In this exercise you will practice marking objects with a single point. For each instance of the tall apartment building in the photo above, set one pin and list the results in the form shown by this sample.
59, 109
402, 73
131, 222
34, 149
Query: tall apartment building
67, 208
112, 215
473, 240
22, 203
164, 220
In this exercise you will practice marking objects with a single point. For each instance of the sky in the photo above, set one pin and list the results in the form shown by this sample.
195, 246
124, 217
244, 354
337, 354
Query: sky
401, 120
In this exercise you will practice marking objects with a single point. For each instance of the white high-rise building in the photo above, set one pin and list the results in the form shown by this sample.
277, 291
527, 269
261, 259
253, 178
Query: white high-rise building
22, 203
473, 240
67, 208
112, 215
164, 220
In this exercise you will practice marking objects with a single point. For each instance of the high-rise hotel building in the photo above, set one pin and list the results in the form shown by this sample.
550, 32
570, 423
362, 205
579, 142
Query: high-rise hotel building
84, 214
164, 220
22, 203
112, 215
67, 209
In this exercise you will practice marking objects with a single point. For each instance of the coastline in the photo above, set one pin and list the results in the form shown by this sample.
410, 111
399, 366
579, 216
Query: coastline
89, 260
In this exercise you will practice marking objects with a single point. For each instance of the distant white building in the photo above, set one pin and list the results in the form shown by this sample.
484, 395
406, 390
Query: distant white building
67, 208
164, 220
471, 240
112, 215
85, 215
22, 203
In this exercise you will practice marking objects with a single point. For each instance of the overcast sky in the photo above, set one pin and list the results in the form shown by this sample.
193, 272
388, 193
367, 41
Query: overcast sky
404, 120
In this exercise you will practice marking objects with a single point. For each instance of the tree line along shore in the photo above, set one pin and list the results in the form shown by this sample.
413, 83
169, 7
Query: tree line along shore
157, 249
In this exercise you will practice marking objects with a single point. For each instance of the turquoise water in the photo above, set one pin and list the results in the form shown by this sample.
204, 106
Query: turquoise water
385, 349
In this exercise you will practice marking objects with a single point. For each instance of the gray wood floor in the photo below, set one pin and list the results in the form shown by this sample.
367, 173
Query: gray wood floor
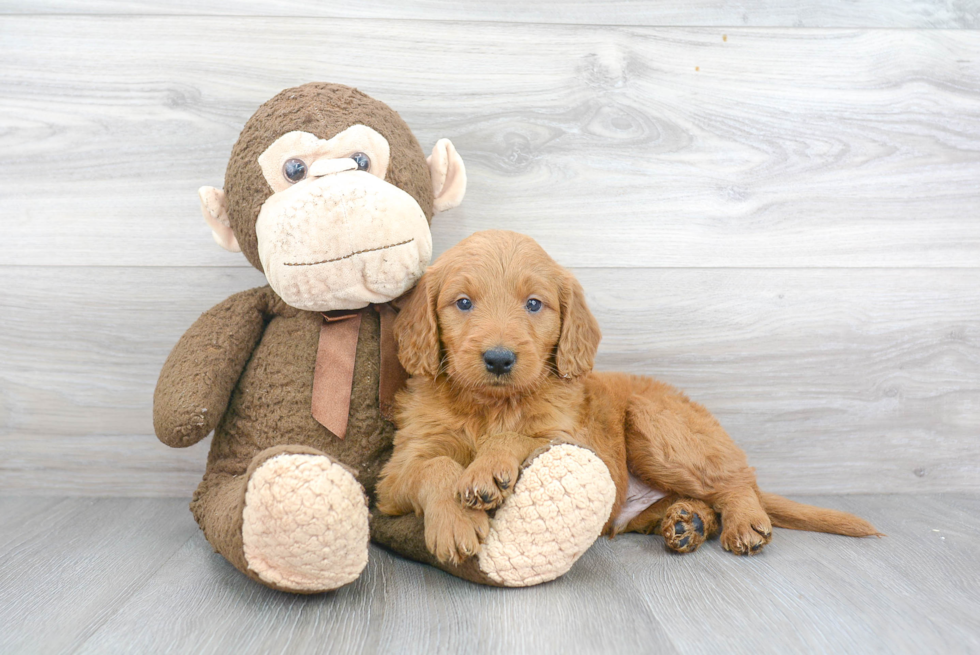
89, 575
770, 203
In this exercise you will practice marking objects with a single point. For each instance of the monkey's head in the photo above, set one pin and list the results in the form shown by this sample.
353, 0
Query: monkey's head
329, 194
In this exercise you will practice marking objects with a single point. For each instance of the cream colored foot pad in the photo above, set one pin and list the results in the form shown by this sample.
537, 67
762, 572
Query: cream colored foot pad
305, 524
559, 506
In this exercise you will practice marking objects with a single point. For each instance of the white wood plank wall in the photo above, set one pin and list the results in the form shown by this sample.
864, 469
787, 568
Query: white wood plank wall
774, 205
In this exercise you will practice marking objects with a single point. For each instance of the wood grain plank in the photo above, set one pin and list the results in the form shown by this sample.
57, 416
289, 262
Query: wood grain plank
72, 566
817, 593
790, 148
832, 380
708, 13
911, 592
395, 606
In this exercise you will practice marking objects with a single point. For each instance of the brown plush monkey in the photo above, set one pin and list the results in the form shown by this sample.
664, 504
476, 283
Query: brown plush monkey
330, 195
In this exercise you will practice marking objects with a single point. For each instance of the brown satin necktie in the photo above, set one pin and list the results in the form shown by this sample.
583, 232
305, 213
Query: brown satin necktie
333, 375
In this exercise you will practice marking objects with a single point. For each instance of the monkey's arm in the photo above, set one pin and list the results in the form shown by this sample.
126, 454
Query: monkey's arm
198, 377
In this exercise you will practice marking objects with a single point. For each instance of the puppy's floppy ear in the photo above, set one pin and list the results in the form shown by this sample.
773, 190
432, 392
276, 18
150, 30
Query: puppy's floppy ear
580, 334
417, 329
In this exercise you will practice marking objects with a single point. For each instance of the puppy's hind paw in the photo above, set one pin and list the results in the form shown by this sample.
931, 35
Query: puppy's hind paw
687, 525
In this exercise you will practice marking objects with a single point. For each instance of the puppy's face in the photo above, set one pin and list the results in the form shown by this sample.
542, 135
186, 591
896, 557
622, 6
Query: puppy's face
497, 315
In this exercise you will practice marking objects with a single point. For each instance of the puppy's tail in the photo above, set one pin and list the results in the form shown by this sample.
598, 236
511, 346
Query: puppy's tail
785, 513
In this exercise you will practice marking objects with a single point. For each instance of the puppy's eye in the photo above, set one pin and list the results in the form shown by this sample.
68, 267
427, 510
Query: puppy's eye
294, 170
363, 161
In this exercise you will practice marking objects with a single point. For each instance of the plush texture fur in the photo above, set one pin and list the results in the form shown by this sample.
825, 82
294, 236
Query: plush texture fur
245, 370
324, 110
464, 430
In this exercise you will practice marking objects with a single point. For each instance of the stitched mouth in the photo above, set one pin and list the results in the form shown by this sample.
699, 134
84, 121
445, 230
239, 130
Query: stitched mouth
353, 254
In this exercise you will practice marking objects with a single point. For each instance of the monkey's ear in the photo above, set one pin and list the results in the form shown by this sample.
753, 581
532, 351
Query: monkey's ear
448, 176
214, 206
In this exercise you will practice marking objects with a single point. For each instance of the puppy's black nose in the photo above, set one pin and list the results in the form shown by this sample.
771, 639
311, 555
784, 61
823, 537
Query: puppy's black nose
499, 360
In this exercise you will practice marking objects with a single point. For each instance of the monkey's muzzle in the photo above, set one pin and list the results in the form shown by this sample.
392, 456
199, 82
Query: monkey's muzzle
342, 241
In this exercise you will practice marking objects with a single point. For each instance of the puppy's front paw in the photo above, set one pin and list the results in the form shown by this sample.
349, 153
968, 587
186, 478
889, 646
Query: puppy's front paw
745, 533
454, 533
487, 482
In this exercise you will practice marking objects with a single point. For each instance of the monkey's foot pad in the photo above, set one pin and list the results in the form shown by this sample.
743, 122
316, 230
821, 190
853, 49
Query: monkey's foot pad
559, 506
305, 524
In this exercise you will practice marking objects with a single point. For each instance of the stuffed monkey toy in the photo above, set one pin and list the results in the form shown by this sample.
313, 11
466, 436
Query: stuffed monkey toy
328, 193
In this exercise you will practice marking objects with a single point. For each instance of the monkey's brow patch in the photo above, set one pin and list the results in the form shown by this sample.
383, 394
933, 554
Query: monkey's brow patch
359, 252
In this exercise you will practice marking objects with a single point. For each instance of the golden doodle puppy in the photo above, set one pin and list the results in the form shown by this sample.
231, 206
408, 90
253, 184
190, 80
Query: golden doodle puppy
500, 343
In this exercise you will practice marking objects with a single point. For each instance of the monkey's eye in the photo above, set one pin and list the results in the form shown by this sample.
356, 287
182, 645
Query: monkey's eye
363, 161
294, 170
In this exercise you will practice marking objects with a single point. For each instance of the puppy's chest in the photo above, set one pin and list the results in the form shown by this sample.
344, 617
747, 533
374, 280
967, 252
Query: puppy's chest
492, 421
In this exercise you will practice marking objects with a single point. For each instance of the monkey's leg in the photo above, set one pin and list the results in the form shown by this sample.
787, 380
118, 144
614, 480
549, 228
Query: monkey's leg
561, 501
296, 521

### To be done
Restate the whole of the material word for word without the pictures.

### The result
In this exercise you will practice marking objects with a single point. For each instance of the tall apartment building in the photo above, set one pin and list the results in the form shown by this sample.
59, 109
402, 73
131, 222
34, 149
Query: tall apartment building
67, 208
112, 215
473, 240
22, 203
164, 220
In this exercise you will practice marking objects with a single point. For each instance of the sky in the photo above, set one pin and list the results in the form shown by this sample.
195, 246
124, 217
244, 354
337, 354
Query: sky
401, 120
In this exercise you will practice marking objects with a single point. For each instance of the white high-rise building in the photo above, set one pin and list the results in the form shown by this sample.
277, 291
527, 269
261, 259
253, 178
Query: white high-rise building
22, 203
473, 240
67, 208
112, 215
164, 220
In this exercise you will practice marking objects with a single point. For each instance of the high-rise hotel building in the photo above, set one pin and list the results in the form shown by this sample.
550, 32
570, 423
362, 205
579, 142
Query: high-rise hotel building
84, 214
164, 220
22, 203
112, 215
67, 209
In this exercise you will practice marking objects with a single point. For each instance of the coastline in the photo above, set one pin and list the results in the form shown by this sample.
410, 111
399, 366
579, 216
Query: coastline
89, 260
In this exercise you will practice marking objects with a single point. For each instance of the distant white building in the photo above, set one pin and list the results in the form shown by this sample.
484, 395
406, 390
Query: distant white building
67, 208
164, 220
471, 240
112, 215
85, 215
22, 203
In this exercise you will practice marking objects with a single point. For each instance of the overcast sky in the photo above, set one pin and list the results in the form shown by this sample.
193, 272
388, 193
367, 41
Query: overcast sky
404, 120
In this exercise you will practice marking objects with a single point. For each instance of the tree line along shore in the photo above, set one pin and list the results in the form shown by this sample.
413, 83
169, 7
Query: tree line along shore
157, 249
In this exercise you will practice marking objects with a single point. For each instance of the turquoise water in the photo above, set one pin and list the results in the form shown by this sample.
204, 106
Query: turquoise water
385, 349
In this exercise you will practice marking objects with a single point. For each instance of the gray wood floor in the photo below, set one pin and list the results in the form shown by this sample.
367, 173
Query: gray wood floor
89, 575
770, 203
In this exercise you will practice marking objects with a single point. For each instance of the monkey's head in the photo above, set one pin and list the results in the form shown by this sample.
353, 0
Query: monkey's head
329, 194
In this exercise you will practice marking objects with a single point. For each instance of the cream colored foot pad in the photo above, set one pin and list the results in the form shown by this sample.
537, 67
762, 572
Query: cream colored foot pad
305, 524
559, 506
In this exercise you will practice marking objects with a single point. For each instance of the white wood plank wall in the photo above, set one pin and list the results in the form shown by this sample.
864, 469
787, 568
Query: white wood plank wall
774, 205
In this exercise you will practice marking objects with a single point. For each instance of the wood grain plank in the photo above, set one pin and list the results in the form shown by this sample.
57, 416
289, 262
Query: wood grain plank
72, 566
817, 593
790, 148
832, 380
708, 13
911, 592
395, 606
In this exercise you will practice marking objects with a single point. For each instance of the brown plush monkey in the photo above, set one pin and list the results in the form shown by this sample.
664, 504
476, 283
Query: brown plush monkey
330, 195
In this exercise you will practice marking objects with a single point. For each instance of the brown satin necktie in the photo above, set one pin and list the results in the form shown by this sample.
583, 232
305, 213
Query: brown satin necktie
333, 375
In this exercise you will practice marking objects with a single point. For each instance of the monkey's arm in the photo above, set one pin and list the results in the form shown by this sample.
126, 454
Query: monkey's arm
198, 377
In this exercise you will practice marking objects with a single point. For each instance of the puppy's floppy ear in the photo above, set one pin and list the results in the form shown by this sample.
773, 190
432, 392
276, 18
150, 30
Query: puppy's floppy ear
580, 334
417, 329
In this exercise you will practice marking objects with a single point. For each instance of the puppy's hind paw in the photo above, set one pin and list the results in the form shown by this sample.
931, 35
Query: puppy's hind paw
687, 525
In this exercise you will practice marking objects with a single point. For each instance of the puppy's face in the photo above, set one pin and list the results in the form shown by this sample.
542, 135
186, 591
896, 557
622, 6
Query: puppy's face
497, 315
In this exercise you will practice marking objects with a single point. For each instance of the puppy's tail in the photo above, set one pin and list the results in the form shown by this sample.
598, 236
511, 346
Query: puppy's tail
785, 513
In this exercise you will practice marking objects with a single point. For each instance of the puppy's eye in the photo above, set one pin and list the results in the form shown by this sample.
68, 267
427, 510
Query: puppy's eye
294, 170
363, 161
In this exercise you will practice marking objects with a single point. For each instance of the plush texture fur in the photo above, set one pin and list the results in the form shown by this sample.
825, 82
294, 236
Query: plush texture fur
245, 370
324, 110
464, 430
In this exercise you will practice marking objects with a single point. For each instance of the stitched mouth in the photo above, set one pin and list the results in the form shown by this sample.
699, 134
84, 121
445, 230
239, 130
Query: stitched mouth
353, 254
In this exercise you will practice marking objects with a single point. For each instance of the monkey's ear in the photo above, set one pin and list the results in the form shown by this sample.
753, 581
532, 351
Query: monkey's ear
448, 176
214, 206
In this exercise you will practice marking objects with a single point. For each instance of the puppy's black nose in the photo above, set one pin and list the results in the form shown by this sample.
771, 639
311, 555
784, 61
823, 537
Query: puppy's black nose
499, 360
In this exercise you will practice marking objects with a single point. For each instance of the monkey's muzzle in the photo above, set one pin and list the results in the form shown by this sample.
392, 456
199, 82
Query: monkey's muzzle
342, 241
In this exercise you will practice marking objects with a single point. For each instance of the puppy's front paw in the photo above, set one pin and list the results in the form shown by this sample.
349, 153
968, 587
186, 478
889, 646
Query: puppy's front paw
745, 533
454, 533
487, 482
In this exercise you will practice marking objects with a single point. For each instance of the monkey's foot pad in the photo above, set one pin and list the results in the form shown by this sample.
743, 122
316, 230
821, 190
853, 49
Query: monkey's foot pad
559, 506
305, 524
In this exercise you will practice marking objects with a single point. For each instance of the stuffed monkey toy in the photo above, set one pin and list the results in the form shown by this sample.
313, 11
466, 436
Query: stuffed monkey toy
328, 193
In this exercise you will practice marking objects with a single point. For each instance of the monkey's brow patch in the photo above, set one pin and list the results in the form shown by this sample.
383, 394
933, 554
Query: monkey's brow patch
359, 252
In this exercise you will practice marking objects with a single point. For each instance of the golden doodle puppy in the photo above, set one pin and list the results in the form shown by this sample.
231, 206
408, 90
253, 184
190, 80
Query: golden doodle puppy
500, 343
In this exercise you will practice marking objects with a single point. For each instance of the monkey's eye in the photo above, set one pin and list the results in the form shown by this sample.
356, 287
182, 645
Query: monkey's eye
363, 161
294, 170
In this exercise you will practice marking objects with a single point. For each instance of the puppy's chest in the photo above, set one pin and list the results in the form shown by this sample.
344, 617
747, 533
374, 280
967, 252
Query: puppy's chest
492, 421
In this exercise you will practice marking objects with a single point. For each instance of the monkey's leg in the photo above, set one pin and list the results in the form shown by this sample.
787, 380
118, 144
614, 480
549, 228
Query: monkey's leg
561, 501
296, 521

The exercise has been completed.